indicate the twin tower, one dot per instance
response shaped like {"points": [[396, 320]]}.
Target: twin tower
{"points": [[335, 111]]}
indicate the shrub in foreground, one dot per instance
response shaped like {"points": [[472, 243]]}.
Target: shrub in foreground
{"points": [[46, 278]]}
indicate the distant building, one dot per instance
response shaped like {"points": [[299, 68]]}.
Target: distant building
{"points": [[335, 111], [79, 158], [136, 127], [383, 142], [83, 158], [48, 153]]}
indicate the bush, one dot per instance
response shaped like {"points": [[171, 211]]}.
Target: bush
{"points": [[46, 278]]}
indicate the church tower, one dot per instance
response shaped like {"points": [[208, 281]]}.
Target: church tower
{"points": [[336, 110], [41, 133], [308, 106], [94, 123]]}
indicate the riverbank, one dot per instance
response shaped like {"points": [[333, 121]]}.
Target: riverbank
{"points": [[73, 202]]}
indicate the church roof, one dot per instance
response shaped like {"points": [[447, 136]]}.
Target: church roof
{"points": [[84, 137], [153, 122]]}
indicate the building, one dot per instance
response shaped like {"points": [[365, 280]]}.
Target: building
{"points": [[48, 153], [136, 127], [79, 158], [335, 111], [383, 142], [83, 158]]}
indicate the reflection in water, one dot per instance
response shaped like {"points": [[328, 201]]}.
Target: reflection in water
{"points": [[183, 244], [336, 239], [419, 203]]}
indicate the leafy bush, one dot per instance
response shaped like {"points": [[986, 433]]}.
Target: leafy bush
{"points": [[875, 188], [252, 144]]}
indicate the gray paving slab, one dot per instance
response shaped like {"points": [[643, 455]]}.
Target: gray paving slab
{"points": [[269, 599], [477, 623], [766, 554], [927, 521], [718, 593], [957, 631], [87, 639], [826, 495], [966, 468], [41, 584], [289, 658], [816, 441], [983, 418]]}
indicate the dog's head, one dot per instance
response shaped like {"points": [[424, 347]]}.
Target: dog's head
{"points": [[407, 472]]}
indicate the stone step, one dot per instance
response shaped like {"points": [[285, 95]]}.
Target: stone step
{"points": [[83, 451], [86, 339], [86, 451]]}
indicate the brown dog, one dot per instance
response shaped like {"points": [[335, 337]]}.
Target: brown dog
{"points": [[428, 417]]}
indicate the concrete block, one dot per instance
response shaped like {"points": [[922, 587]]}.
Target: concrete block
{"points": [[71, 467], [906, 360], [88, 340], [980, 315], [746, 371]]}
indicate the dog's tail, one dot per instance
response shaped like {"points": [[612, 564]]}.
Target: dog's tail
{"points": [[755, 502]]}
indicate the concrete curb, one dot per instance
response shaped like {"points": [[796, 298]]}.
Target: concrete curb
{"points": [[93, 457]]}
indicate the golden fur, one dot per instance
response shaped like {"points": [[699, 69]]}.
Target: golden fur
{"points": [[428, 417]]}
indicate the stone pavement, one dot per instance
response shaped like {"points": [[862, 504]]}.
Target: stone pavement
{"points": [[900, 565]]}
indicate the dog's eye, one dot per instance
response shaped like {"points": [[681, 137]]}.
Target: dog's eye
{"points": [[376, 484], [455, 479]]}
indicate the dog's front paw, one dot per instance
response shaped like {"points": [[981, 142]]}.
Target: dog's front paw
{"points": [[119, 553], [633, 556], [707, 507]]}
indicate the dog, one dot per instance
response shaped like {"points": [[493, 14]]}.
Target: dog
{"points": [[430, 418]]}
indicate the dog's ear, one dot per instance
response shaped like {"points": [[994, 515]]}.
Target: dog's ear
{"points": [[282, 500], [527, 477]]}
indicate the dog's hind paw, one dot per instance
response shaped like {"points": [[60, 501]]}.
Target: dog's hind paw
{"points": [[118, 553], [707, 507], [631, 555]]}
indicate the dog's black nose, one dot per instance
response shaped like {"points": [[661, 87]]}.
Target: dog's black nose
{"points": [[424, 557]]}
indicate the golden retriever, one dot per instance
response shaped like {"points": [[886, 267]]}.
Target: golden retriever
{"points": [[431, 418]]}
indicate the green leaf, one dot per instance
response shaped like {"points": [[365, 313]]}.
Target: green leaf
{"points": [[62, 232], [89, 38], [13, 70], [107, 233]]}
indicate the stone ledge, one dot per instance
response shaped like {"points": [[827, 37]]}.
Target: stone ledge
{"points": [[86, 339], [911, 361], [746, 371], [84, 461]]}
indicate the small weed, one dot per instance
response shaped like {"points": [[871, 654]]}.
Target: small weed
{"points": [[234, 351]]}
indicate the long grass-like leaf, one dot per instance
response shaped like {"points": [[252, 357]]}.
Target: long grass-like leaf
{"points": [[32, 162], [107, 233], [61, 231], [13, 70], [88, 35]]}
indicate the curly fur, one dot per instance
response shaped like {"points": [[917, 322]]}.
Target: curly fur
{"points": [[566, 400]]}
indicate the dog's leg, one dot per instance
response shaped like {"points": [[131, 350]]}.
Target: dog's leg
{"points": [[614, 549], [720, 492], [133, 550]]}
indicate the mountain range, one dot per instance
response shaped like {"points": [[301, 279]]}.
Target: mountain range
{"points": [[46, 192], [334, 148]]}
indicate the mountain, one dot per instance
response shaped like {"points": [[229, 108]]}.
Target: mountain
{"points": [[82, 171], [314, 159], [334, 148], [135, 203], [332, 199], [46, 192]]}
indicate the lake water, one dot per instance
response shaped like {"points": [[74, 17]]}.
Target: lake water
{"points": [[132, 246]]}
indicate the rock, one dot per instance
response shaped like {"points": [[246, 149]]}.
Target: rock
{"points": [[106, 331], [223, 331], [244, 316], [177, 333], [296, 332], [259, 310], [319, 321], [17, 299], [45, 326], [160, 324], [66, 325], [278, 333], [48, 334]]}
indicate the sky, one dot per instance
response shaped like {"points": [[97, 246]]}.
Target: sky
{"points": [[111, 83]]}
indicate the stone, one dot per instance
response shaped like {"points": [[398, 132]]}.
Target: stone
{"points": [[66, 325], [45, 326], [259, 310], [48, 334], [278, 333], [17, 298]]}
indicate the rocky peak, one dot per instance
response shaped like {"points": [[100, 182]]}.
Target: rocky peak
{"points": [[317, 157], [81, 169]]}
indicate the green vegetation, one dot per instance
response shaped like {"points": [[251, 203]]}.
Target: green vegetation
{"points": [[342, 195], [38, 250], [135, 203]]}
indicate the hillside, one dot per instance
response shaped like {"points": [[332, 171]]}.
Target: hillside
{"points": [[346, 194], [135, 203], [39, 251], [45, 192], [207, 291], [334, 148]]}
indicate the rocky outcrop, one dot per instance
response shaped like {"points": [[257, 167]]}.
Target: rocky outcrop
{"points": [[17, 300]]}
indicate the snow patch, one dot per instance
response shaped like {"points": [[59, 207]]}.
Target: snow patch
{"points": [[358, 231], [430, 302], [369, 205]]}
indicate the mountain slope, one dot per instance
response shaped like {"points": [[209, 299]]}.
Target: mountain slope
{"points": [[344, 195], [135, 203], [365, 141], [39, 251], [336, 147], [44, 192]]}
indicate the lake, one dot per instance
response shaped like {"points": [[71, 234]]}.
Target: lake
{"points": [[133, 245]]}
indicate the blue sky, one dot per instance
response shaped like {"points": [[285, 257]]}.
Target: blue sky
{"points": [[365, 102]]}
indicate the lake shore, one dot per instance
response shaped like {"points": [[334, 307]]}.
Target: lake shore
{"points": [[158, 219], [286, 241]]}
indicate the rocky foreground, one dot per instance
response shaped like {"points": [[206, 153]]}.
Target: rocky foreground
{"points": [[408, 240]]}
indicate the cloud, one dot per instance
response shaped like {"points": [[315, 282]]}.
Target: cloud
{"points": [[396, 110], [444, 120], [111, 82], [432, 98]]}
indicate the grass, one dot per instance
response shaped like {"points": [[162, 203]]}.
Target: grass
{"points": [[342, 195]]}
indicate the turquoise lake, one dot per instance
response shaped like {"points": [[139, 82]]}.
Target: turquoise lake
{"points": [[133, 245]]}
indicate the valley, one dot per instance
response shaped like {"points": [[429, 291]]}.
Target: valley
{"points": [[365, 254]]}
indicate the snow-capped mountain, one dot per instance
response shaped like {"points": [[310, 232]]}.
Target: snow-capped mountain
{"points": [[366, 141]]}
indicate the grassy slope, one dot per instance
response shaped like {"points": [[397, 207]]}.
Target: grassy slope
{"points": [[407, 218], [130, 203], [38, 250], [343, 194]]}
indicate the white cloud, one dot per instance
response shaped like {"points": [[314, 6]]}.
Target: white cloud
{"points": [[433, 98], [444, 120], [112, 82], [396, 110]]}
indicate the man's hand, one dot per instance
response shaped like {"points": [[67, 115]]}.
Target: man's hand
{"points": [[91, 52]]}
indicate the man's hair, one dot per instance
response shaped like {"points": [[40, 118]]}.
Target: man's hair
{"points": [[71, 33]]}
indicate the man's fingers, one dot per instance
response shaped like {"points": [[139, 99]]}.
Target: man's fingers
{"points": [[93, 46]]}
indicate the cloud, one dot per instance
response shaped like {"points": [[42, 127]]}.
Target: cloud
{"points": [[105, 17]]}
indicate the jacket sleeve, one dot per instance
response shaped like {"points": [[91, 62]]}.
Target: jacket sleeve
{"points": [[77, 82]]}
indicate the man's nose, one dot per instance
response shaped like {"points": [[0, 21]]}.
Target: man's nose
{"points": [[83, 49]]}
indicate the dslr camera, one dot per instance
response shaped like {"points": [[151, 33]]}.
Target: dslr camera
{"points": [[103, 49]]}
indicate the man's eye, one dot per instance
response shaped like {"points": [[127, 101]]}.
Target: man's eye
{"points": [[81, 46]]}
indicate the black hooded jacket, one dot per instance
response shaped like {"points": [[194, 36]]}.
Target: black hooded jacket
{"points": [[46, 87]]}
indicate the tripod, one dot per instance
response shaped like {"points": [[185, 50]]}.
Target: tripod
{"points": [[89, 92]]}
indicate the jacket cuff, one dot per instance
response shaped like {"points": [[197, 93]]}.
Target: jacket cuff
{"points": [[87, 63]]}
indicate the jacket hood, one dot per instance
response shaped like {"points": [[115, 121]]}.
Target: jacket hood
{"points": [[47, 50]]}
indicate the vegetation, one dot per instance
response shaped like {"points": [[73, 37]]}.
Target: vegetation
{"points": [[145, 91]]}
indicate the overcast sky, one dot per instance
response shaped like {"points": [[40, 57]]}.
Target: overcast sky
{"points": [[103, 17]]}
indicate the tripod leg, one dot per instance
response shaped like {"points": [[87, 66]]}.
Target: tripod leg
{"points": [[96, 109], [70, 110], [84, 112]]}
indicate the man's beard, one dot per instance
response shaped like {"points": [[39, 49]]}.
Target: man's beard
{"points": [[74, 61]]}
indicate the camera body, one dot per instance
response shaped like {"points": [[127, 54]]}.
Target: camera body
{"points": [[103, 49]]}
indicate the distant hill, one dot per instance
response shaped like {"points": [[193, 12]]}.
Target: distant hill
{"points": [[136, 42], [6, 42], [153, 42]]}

Direction — Set down, unchanged, the line that contains "indicate the vegetation, one dot per instance" together with every later line in the records, through the last one.

Final result —
indicate the vegetation, one dot per instance
response shaped like {"points": [[73, 37]]}.
Target: vegetation
{"points": [[145, 91]]}
indicate the overcast sky, one dot per instance
response shaped like {"points": [[40, 57]]}.
Target: overcast sky
{"points": [[103, 17]]}
indicate the tripod leg, one dot per instance
response shaped like {"points": [[87, 66]]}.
Target: tripod leg
{"points": [[96, 109], [70, 110], [84, 112]]}
indicate the man's beard, one dot per instance
response shaped like {"points": [[39, 49]]}.
Target: man's beard
{"points": [[74, 61]]}
indicate the camera body, one dot per instance
response shaped like {"points": [[127, 54]]}.
Target: camera body
{"points": [[103, 49]]}
indicate the distant hill, one dot per instance
response shaped like {"points": [[193, 12]]}.
Target: distant hill
{"points": [[136, 42], [6, 42], [153, 42]]}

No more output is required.